As with most of the ELCA's social statements, the draft social statement on genetics offers a few strongly worded passages on the church's stands and, also, much acknowledgement of the reality of sin in the world and in our lives.
At the conclusion of the statement (p. 35) is this passage:
Since the earliest days, Christians have claimed to be part of a koinonia. They have understood this Greek word to carry dynamic and layered meanings of "mutuality," "fellowship," "community" and "union." Together these meanings suggest a fundamental commitment to shared participation and a "holding in common."
Christian mutuality (koinonia) is not a goal or an end in itself but the means and evidence of being held as one in Christ while sharing in God's love for each other. Such mutuality is grounded in God's love for each other. Such mutuality is grounded in God's grace to each member, even though all fall short of deserving it. God's love is the basis, model, source and motivation for mutuality in the Christian church (John 13:31-35).
Of everything that I read in this statement, these are the paragraphs that will stick with me, especially the difference between community as means and community as an end.
I often hear of calls to make church like it used to be. I realize this comes out of people's longing for a time they felt they understood, with less change, with more familiarity. We frequently try to envision a future for a congregation that looks much like our not-too-distant past without really considering the way the world and we have changed between now and then. Through that kind of goal-setting, our hope is achieving the community we once knew or thought we did.
However, if we recognize koinonia, or Christian community, as our means, rather than our end goal, it changes how we look at our church life. If we understand that we are called together to support one another, in certainty and uncertainty, with our eyes toward the fulfillment of our faith as the end goal. The existence of our community of faith is evidence of the continued work of the Holy Spirit, granting and stirring up faith, and we discover and celebrate that evidence together.
This sharing in community is what keeps us going. It is what's kept the church going for, lo, these 1980 years or so as we await the return of Christ, in whom is our beginning and our end.
Blest be the tie that binds our hearts in Christian love. That tie is koinonia and it lasts and keeps us going, through all kinds of changes, until the end comes.

> _MATERIAL PROVIDED_:
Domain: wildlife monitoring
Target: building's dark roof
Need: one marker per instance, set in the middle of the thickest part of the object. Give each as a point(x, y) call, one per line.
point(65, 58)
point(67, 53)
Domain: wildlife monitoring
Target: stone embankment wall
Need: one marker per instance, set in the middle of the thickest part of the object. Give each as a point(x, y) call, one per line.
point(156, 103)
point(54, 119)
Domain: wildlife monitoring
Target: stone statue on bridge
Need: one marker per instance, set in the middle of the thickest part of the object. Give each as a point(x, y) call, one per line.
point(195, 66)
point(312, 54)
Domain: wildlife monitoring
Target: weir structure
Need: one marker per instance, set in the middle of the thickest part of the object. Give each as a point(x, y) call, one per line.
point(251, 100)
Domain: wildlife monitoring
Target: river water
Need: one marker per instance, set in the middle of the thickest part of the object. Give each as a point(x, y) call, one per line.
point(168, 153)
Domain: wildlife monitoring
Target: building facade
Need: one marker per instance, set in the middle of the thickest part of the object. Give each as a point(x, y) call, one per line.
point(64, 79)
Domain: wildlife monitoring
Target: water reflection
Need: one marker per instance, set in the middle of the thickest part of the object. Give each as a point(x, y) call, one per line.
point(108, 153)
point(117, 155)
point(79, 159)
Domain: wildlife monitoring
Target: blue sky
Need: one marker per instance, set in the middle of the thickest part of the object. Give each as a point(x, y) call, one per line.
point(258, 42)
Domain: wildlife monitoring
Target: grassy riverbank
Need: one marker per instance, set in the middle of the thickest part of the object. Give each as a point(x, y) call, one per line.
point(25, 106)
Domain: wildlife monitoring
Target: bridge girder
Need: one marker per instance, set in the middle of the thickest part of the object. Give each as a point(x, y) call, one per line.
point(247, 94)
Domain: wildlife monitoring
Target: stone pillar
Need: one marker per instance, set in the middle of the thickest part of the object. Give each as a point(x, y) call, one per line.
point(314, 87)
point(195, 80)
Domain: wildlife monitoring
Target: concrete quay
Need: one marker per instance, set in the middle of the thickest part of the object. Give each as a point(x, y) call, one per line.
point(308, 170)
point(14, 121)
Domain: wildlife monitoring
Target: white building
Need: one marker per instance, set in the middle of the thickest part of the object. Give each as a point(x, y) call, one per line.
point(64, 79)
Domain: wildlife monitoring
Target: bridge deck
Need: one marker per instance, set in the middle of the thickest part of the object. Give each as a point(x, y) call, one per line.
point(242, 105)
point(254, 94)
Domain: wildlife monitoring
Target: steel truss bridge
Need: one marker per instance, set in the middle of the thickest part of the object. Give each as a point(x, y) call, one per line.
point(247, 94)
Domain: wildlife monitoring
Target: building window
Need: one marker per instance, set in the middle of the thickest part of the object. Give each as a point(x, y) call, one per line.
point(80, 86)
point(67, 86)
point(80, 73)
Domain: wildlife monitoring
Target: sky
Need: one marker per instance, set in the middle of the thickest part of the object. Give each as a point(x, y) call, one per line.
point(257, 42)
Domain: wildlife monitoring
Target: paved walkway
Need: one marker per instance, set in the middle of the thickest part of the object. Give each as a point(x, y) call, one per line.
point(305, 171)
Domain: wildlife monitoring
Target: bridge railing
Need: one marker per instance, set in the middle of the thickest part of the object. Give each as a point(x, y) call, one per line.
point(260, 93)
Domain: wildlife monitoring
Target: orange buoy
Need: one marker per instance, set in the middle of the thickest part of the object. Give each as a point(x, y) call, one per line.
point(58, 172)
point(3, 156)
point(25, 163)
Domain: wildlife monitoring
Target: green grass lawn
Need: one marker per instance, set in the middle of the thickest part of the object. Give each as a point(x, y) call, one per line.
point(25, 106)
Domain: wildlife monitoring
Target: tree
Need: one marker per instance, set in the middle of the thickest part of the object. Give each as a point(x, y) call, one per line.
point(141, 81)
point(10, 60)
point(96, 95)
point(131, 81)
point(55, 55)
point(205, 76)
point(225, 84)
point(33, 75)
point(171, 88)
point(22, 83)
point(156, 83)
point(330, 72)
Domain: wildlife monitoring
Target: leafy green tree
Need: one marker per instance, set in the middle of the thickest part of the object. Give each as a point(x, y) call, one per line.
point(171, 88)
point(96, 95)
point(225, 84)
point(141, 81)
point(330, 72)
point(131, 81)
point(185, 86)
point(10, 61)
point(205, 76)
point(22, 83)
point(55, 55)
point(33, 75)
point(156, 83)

...

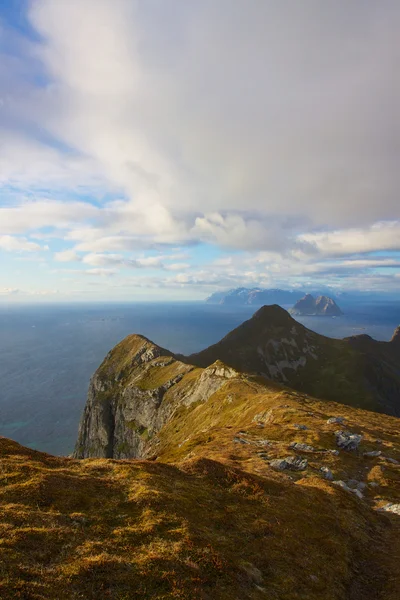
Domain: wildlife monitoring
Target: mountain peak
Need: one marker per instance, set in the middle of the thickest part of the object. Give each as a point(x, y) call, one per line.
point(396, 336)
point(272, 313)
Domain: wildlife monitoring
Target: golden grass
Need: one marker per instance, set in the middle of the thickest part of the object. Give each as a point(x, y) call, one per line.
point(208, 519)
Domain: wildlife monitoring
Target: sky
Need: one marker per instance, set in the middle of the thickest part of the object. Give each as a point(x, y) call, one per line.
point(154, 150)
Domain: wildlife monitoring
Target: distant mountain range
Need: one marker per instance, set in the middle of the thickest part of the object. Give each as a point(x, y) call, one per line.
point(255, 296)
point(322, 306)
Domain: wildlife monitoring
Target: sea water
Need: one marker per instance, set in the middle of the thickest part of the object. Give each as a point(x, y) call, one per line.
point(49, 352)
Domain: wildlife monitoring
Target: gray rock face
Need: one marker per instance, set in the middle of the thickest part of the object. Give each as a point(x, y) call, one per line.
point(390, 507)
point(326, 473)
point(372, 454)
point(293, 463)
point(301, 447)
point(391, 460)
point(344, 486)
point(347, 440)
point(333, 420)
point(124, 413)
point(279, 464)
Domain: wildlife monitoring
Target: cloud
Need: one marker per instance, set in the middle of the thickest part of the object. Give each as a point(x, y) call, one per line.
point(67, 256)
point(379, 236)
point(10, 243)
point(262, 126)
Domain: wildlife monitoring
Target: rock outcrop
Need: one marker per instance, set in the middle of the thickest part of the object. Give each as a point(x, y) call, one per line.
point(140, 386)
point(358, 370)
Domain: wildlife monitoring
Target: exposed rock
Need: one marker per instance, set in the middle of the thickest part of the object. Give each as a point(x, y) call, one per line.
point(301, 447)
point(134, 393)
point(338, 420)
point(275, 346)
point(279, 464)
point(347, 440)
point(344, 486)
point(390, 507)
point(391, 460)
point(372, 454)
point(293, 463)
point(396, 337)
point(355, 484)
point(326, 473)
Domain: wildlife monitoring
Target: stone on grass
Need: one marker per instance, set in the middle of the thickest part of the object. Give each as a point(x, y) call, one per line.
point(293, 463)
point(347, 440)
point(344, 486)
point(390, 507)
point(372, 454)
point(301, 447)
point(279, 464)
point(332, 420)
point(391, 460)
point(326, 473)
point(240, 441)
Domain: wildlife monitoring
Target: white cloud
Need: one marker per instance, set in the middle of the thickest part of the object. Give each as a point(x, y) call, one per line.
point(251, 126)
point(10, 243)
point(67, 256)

> _PROBLEMS TO WORK ON_:
a: Answer these questions about the koinonia reflection:
(i) On which page of the draft statement does the quoted passage appear?
(ii) What four meanings do Christians understand the word koinonia to carry?
(iii) For roughly how many years does the reflection say sharing in community has kept the church going?
b: According to the koinonia reflection, why do people call for church to be made like it used to be?

> _RESPONSES IN ORDER_:
a:
(i) Page 35.
(ii) "Mutuality," "fellowship," "community" and "union."
(iii) About 1980 years.

b: The calls come from people's longing for a time they felt they understood. That time had less change and more familiarity.